▶ _TASK ITEM_
The reply should contain all of the data below, word for word.

▶ _EXCERPTED DATA_
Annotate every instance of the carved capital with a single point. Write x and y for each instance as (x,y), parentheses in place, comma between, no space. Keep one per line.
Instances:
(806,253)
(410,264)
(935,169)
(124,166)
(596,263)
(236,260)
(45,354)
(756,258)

▶ _PROBLEM SOLUTION_
Annotate every instance of the carved capital with a single point. Write x and y for each instance as (x,y), parentheses in place, comma between, no space. Keep one per line.
Instances:
(806,253)
(410,264)
(935,169)
(124,166)
(596,263)
(236,260)
(45,354)
(756,258)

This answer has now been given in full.